[To do]
- a) Please print the part of the Rex Morgan post from "With Hank Jr.'s" up to and including "it at least.", word for word.
- b) Name every character from the strip that the Rex Morgan post mentions by name.
- c) In the Rex Morgan post, what is the art value based on?

[Text section]
※ ※ ※
Monday, June 13, 2016

REX MORGAN 6-6-16 to 6-12-16 -- some logos and notes on the strip

Here's another week of REX -- B&W dailies, of course. You can't see these on Comics Kingdom -- so thats why I share them here.

I also thought you might enjoy seeing the logos I made for the comic books that have appeared in the strip. It didn't make sense to redraw these every single time -- so I whipped these up and have reused them multiple times -- dropping them in and changing them to fit perspective, etc. And no. I'm not going to draw and write complete interiors for any of these -- though it certainly is a fun notion to consider...!






With Hank Jr.'s announcement that there is more than one stack of comics in the attic, Buck and Rex rescue the rest. I should note that they are not ripping up the floorboards -- but just pulling this stuff out from underneath. I once lived in a house with an attic that had easy access to the space under the floorboards and the notion of how simple it would be to hide stuff under there always stuck with me. This story allowed me to use the idea at last. The artwork would have been rolled up, like tubes, to fit. I never stated that in the strips, but showed the art pages curled up some to hint at it at least.

The monetary value is based on the notion that these are mint/near mint artists' file copies equivalent to EC titles -- signed by a major artist. The art value is also based on sales of original EC art.

I was amused that one person posting in the Comics Kingdom comments section complained that my math was off regarding five hundred thousand being half a million!  This is why I can't take those comments too seriously. So many folks there also jumped to the conclusion that Rex was going to keep the comic books -- and this was going to be another "Morgans get free stuff" story. Nope. It was always my intention to turn that overdone trope on its head -- and have Rex insisting on returning the treasure trove.

I also shake my head over the snarkers who were all aflutter over me retconning the history of the Morgan's house -- when that goes back some eighteen years -- who seemed unable to recall that Rex has a home office/study -- well established in very recent strips. They thought Rex was going to haul all this stuff to the clinic? Gee -- you'd think some of them are just looking for something to gripe about...?
※ ※ ※
[Recorded information]
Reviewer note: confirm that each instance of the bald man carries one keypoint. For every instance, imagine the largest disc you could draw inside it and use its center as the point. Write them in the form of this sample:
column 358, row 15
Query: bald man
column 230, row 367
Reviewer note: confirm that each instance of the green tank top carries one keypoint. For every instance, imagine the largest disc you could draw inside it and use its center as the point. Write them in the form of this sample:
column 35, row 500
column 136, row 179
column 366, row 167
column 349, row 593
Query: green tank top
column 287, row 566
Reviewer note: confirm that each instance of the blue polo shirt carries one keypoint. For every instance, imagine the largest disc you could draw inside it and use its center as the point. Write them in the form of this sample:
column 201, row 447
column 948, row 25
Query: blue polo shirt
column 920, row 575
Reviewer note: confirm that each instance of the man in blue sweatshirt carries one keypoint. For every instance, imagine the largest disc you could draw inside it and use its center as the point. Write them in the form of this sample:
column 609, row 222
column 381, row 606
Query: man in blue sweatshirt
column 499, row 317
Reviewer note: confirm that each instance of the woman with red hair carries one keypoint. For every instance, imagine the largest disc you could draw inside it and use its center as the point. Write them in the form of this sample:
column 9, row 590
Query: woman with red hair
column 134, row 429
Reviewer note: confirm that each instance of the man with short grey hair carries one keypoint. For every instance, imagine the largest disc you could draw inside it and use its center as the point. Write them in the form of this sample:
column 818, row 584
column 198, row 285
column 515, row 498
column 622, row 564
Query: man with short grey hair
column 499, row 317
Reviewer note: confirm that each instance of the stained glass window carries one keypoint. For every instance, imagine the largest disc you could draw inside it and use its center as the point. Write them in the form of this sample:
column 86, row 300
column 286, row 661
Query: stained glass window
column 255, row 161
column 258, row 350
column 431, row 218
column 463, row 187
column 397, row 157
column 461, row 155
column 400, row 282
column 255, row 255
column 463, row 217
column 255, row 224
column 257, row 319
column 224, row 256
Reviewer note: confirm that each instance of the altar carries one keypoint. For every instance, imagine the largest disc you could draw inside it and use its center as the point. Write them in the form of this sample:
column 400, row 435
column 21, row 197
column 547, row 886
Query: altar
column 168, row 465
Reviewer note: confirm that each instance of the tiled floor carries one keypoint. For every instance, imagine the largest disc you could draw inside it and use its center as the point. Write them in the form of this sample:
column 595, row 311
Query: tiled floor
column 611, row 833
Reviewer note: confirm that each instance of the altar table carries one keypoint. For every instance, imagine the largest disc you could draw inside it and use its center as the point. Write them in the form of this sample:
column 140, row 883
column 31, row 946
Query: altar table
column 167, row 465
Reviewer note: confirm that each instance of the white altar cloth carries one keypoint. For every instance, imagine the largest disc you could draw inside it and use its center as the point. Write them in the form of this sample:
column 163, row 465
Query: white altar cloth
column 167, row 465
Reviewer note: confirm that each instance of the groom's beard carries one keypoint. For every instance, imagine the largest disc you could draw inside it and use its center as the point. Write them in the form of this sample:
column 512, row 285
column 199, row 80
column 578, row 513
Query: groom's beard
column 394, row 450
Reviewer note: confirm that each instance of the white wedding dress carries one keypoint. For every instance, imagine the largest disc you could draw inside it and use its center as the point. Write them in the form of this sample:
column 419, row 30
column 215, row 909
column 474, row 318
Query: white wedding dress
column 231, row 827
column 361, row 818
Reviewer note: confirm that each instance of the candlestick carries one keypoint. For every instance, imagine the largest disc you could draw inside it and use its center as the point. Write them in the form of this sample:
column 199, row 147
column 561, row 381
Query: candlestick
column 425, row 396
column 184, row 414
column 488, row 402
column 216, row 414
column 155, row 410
※ ※ ※
[Task-by-task answers]
- a)
With Hank Jr.'s announcement that there is more than one stack of comics in the attic, Buck and Rex rescue the rest. I should note that they are not ripping up the floorboards -- but just pulling this stuff out from underneath. I once lived in a house with an attic that had easy access to the space under the floorboards and the notion of how simple it would be to hide stuff under there always stuck with me. This story allowed me to use the idea at last. The artwork would have been rolled up, like tubes, to fit. I never stated that in the strips, but showed the art pages curled up some to hint at it at least.

- b) Hank Jr., Buck, Rex

- c) It is based on sales of original EC art.